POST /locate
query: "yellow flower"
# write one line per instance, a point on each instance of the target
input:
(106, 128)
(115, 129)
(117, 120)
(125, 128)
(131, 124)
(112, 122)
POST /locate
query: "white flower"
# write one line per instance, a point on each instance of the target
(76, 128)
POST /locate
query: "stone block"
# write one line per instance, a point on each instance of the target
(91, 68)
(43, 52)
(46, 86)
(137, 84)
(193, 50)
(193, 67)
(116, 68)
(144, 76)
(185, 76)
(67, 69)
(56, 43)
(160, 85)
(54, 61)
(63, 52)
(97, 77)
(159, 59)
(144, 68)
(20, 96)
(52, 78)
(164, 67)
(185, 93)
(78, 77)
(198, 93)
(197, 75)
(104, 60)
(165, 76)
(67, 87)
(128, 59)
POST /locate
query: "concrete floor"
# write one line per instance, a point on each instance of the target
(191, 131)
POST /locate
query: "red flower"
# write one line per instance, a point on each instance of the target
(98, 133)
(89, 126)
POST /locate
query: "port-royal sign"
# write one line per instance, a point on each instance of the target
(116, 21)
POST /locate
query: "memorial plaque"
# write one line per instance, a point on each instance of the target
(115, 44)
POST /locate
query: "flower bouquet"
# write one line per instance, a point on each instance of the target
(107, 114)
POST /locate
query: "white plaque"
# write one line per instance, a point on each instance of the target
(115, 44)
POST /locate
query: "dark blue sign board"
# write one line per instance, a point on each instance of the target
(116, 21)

**Set exercise**
Set down all of the records shown above once more, exactly.

**Answer for the task**
POST /locate
query: "yellow flower"
# write one line per instance, a point on each instance of the target
input:
(106, 128)
(115, 129)
(117, 120)
(125, 128)
(131, 124)
(112, 122)
POST /locate
query: "white flower"
# write one line per instance, a point on each instance of the target
(76, 128)
POST /locate
query: "stone block"
# write one line per instance, a point on each instance of the target
(91, 68)
(43, 52)
(46, 86)
(137, 84)
(193, 50)
(193, 67)
(116, 68)
(144, 76)
(185, 76)
(67, 69)
(56, 43)
(160, 85)
(54, 61)
(63, 52)
(97, 77)
(159, 59)
(144, 68)
(20, 96)
(52, 78)
(164, 67)
(185, 93)
(78, 77)
(198, 93)
(197, 75)
(104, 60)
(165, 76)
(67, 87)
(128, 59)
POST /locate
query: "concrete floor"
# write one line per instance, a point on each instance of the target
(191, 131)
POST /locate
query: "red flower"
# write one line per instance, a point on each instance of the target
(98, 133)
(89, 126)
POST /locate
query: "port-royal sign"
# write one line per instance, a point on each instance of the target
(116, 21)
POST /locate
query: "memorial plaque"
# write one line per instance, a point on each instance of the target
(115, 44)
POST /locate
query: "flower bouquet"
# write one line per instance, a point on each instance of the target
(107, 114)
POST /locate
query: "white plaque"
# write one line per instance, a point on each instance of the target
(115, 44)
POST /locate
query: "dark blue sign board"
# write one line per instance, a point on each instance of the target
(116, 21)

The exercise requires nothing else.